Box-labeled dataset extracts
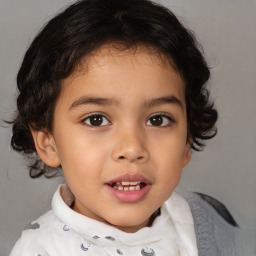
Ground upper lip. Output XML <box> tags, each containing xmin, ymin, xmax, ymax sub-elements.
<box><xmin>106</xmin><ymin>173</ymin><xmax>151</xmax><ymax>184</ymax></box>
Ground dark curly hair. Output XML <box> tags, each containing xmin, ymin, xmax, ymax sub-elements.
<box><xmin>11</xmin><ymin>0</ymin><xmax>217</xmax><ymax>177</ymax></box>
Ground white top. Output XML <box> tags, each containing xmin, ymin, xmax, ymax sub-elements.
<box><xmin>10</xmin><ymin>185</ymin><xmax>198</xmax><ymax>256</ymax></box>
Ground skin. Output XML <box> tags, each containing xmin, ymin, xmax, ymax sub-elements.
<box><xmin>32</xmin><ymin>46</ymin><xmax>191</xmax><ymax>232</ymax></box>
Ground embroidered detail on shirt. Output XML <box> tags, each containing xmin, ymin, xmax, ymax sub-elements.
<box><xmin>63</xmin><ymin>225</ymin><xmax>70</xmax><ymax>231</ymax></box>
<box><xmin>116</xmin><ymin>249</ymin><xmax>123</xmax><ymax>255</ymax></box>
<box><xmin>81</xmin><ymin>241</ymin><xmax>91</xmax><ymax>251</ymax></box>
<box><xmin>24</xmin><ymin>222</ymin><xmax>40</xmax><ymax>230</ymax></box>
<box><xmin>141</xmin><ymin>247</ymin><xmax>155</xmax><ymax>256</ymax></box>
<box><xmin>105</xmin><ymin>236</ymin><xmax>116</xmax><ymax>241</ymax></box>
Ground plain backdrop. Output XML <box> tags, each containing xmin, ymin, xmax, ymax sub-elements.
<box><xmin>0</xmin><ymin>0</ymin><xmax>256</xmax><ymax>256</ymax></box>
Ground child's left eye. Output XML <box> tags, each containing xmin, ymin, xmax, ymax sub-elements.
<box><xmin>83</xmin><ymin>114</ymin><xmax>110</xmax><ymax>126</ymax></box>
<box><xmin>146</xmin><ymin>114</ymin><xmax>174</xmax><ymax>127</ymax></box>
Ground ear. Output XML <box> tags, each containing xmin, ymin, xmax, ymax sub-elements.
<box><xmin>183</xmin><ymin>141</ymin><xmax>191</xmax><ymax>167</ymax></box>
<box><xmin>30</xmin><ymin>129</ymin><xmax>60</xmax><ymax>167</ymax></box>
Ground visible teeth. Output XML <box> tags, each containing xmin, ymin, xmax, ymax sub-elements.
<box><xmin>121</xmin><ymin>181</ymin><xmax>140</xmax><ymax>186</ymax></box>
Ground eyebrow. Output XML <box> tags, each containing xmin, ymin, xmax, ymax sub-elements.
<box><xmin>69</xmin><ymin>96</ymin><xmax>120</xmax><ymax>110</ymax></box>
<box><xmin>69</xmin><ymin>95</ymin><xmax>183</xmax><ymax>110</ymax></box>
<box><xmin>142</xmin><ymin>95</ymin><xmax>184</xmax><ymax>110</ymax></box>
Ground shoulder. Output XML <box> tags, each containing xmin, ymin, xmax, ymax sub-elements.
<box><xmin>10</xmin><ymin>211</ymin><xmax>60</xmax><ymax>256</ymax></box>
<box><xmin>194</xmin><ymin>192</ymin><xmax>238</xmax><ymax>227</ymax></box>
<box><xmin>179</xmin><ymin>191</ymin><xmax>256</xmax><ymax>256</ymax></box>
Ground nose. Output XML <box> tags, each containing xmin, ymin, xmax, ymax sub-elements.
<box><xmin>112</xmin><ymin>127</ymin><xmax>149</xmax><ymax>162</ymax></box>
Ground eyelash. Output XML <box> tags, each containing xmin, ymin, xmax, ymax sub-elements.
<box><xmin>81</xmin><ymin>113</ymin><xmax>111</xmax><ymax>127</ymax></box>
<box><xmin>146</xmin><ymin>113</ymin><xmax>175</xmax><ymax>127</ymax></box>
<box><xmin>81</xmin><ymin>113</ymin><xmax>175</xmax><ymax>127</ymax></box>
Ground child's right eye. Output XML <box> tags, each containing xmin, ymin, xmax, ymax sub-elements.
<box><xmin>83</xmin><ymin>114</ymin><xmax>110</xmax><ymax>126</ymax></box>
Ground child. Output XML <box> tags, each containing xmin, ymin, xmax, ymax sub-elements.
<box><xmin>11</xmin><ymin>0</ymin><xmax>255</xmax><ymax>256</ymax></box>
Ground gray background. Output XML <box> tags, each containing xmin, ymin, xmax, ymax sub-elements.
<box><xmin>0</xmin><ymin>0</ymin><xmax>256</xmax><ymax>256</ymax></box>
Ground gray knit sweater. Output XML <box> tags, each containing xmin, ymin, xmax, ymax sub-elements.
<box><xmin>183</xmin><ymin>191</ymin><xmax>256</xmax><ymax>256</ymax></box>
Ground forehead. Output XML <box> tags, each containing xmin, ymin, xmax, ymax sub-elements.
<box><xmin>58</xmin><ymin>45</ymin><xmax>185</xmax><ymax>106</ymax></box>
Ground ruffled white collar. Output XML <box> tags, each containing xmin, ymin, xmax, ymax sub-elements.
<box><xmin>52</xmin><ymin>185</ymin><xmax>198</xmax><ymax>256</ymax></box>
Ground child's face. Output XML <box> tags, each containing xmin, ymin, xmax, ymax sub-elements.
<box><xmin>41</xmin><ymin>47</ymin><xmax>190</xmax><ymax>232</ymax></box>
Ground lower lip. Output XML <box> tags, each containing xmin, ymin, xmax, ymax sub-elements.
<box><xmin>105</xmin><ymin>184</ymin><xmax>151</xmax><ymax>203</ymax></box>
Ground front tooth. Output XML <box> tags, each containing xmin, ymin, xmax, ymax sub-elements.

Instruction
Rewrite all the lines above, changing "Output XML" to "Return XML" and keeping everything else the same. Leave the pictures out of your answer.

Finished task
Ground upper lip. Return XML <box> tags, each containing xmin, ymin, xmax, ymax sub-elements.
<box><xmin>106</xmin><ymin>173</ymin><xmax>151</xmax><ymax>184</ymax></box>
Ground dark curly hair. Return XML <box> tags, each containing xmin, ymin, xmax, ymax sub-elements.
<box><xmin>11</xmin><ymin>0</ymin><xmax>217</xmax><ymax>177</ymax></box>
Ground white top. Return XML <box> tags, each containing xmin, ymin, xmax, ymax sub-elements.
<box><xmin>10</xmin><ymin>185</ymin><xmax>198</xmax><ymax>256</ymax></box>
Ground skin. Return XML <box> tags, each containing xmin, ymin, xmax, ymax sub-elements.
<box><xmin>32</xmin><ymin>46</ymin><xmax>191</xmax><ymax>232</ymax></box>
Ground embroidered detail on shirt. Return XML <box> tags, each containing xmin, ymin, xmax, ymax sub-elements.
<box><xmin>63</xmin><ymin>225</ymin><xmax>70</xmax><ymax>231</ymax></box>
<box><xmin>116</xmin><ymin>249</ymin><xmax>123</xmax><ymax>255</ymax></box>
<box><xmin>81</xmin><ymin>241</ymin><xmax>91</xmax><ymax>251</ymax></box>
<box><xmin>24</xmin><ymin>222</ymin><xmax>40</xmax><ymax>230</ymax></box>
<box><xmin>141</xmin><ymin>247</ymin><xmax>155</xmax><ymax>256</ymax></box>
<box><xmin>105</xmin><ymin>236</ymin><xmax>116</xmax><ymax>241</ymax></box>
Ground plain backdrop. Return XML <box> tags, each containing xmin, ymin, xmax, ymax sub-elements.
<box><xmin>0</xmin><ymin>0</ymin><xmax>256</xmax><ymax>256</ymax></box>
Ground child's left eye. Return XML <box> tags, each containing xmin, ymin, xmax, ymax sub-elements.
<box><xmin>83</xmin><ymin>114</ymin><xmax>110</xmax><ymax>126</ymax></box>
<box><xmin>146</xmin><ymin>114</ymin><xmax>174</xmax><ymax>127</ymax></box>
Ground ear. Return XML <box> tags, each containing xmin, ymin, xmax, ymax sub-elements.
<box><xmin>183</xmin><ymin>141</ymin><xmax>191</xmax><ymax>167</ymax></box>
<box><xmin>30</xmin><ymin>129</ymin><xmax>60</xmax><ymax>167</ymax></box>
Ground visible teeth. Return XML <box> tags, each containing xmin, ymin, xmax, ymax sub-elements.
<box><xmin>121</xmin><ymin>181</ymin><xmax>140</xmax><ymax>186</ymax></box>
Ground eyebrow. Return XML <box> tags, each containing xmin, ymin, xmax, ymax sub-elements.
<box><xmin>69</xmin><ymin>96</ymin><xmax>120</xmax><ymax>110</ymax></box>
<box><xmin>69</xmin><ymin>95</ymin><xmax>183</xmax><ymax>110</ymax></box>
<box><xmin>142</xmin><ymin>95</ymin><xmax>184</xmax><ymax>110</ymax></box>
Ground shoulder. Return XML <box> tags, each containing xmin, ymin, xmax, ymax sub-elements.
<box><xmin>10</xmin><ymin>211</ymin><xmax>60</xmax><ymax>256</ymax></box>
<box><xmin>194</xmin><ymin>192</ymin><xmax>238</xmax><ymax>227</ymax></box>
<box><xmin>179</xmin><ymin>191</ymin><xmax>256</xmax><ymax>256</ymax></box>
Ground nose. Return XML <box> tags, each containing xmin, ymin, xmax, ymax sub-elements.
<box><xmin>112</xmin><ymin>127</ymin><xmax>149</xmax><ymax>162</ymax></box>
Ground eyelash. Return XML <box> tags, each containing xmin, ymin, xmax, ymax sub-elements.
<box><xmin>81</xmin><ymin>113</ymin><xmax>111</xmax><ymax>127</ymax></box>
<box><xmin>146</xmin><ymin>113</ymin><xmax>175</xmax><ymax>127</ymax></box>
<box><xmin>81</xmin><ymin>113</ymin><xmax>175</xmax><ymax>127</ymax></box>
Ground child's right eye. Return XML <box> tags, each containing xmin, ymin, xmax, ymax sub-elements.
<box><xmin>83</xmin><ymin>114</ymin><xmax>110</xmax><ymax>126</ymax></box>
Ground child. Return XML <box> tags, each containing xmin, ymin, xmax, ymax sub-elements.
<box><xmin>11</xmin><ymin>0</ymin><xmax>255</xmax><ymax>256</ymax></box>
Ground gray background. Return XML <box> tags, each containing xmin, ymin, xmax, ymax sub-elements.
<box><xmin>0</xmin><ymin>0</ymin><xmax>256</xmax><ymax>256</ymax></box>
Ground gray knit sweater. Return XML <box> tags, each containing xmin, ymin, xmax, ymax sub-elements.
<box><xmin>183</xmin><ymin>191</ymin><xmax>256</xmax><ymax>256</ymax></box>
Ground forehead. Return XML <box> tags, each containing xmin, ymin, xmax, ymax sub-elements.
<box><xmin>58</xmin><ymin>45</ymin><xmax>185</xmax><ymax>106</ymax></box>
Ground ruffled white collar. Return XML <box> tags, each containing xmin, ymin, xmax, ymax sub-elements.
<box><xmin>52</xmin><ymin>185</ymin><xmax>198</xmax><ymax>256</ymax></box>
Ground child's face. Return XML <box> tags, each containing xmin, ymin, xmax, ymax sub-elements.
<box><xmin>41</xmin><ymin>47</ymin><xmax>190</xmax><ymax>232</ymax></box>
Ground lower lip. Return XML <box> tags, each containing xmin, ymin, xmax, ymax sub-elements.
<box><xmin>105</xmin><ymin>184</ymin><xmax>151</xmax><ymax>203</ymax></box>
Ground front tooth. Return XML <box> tags, each containing xmin, ymin, xmax, ymax sub-elements.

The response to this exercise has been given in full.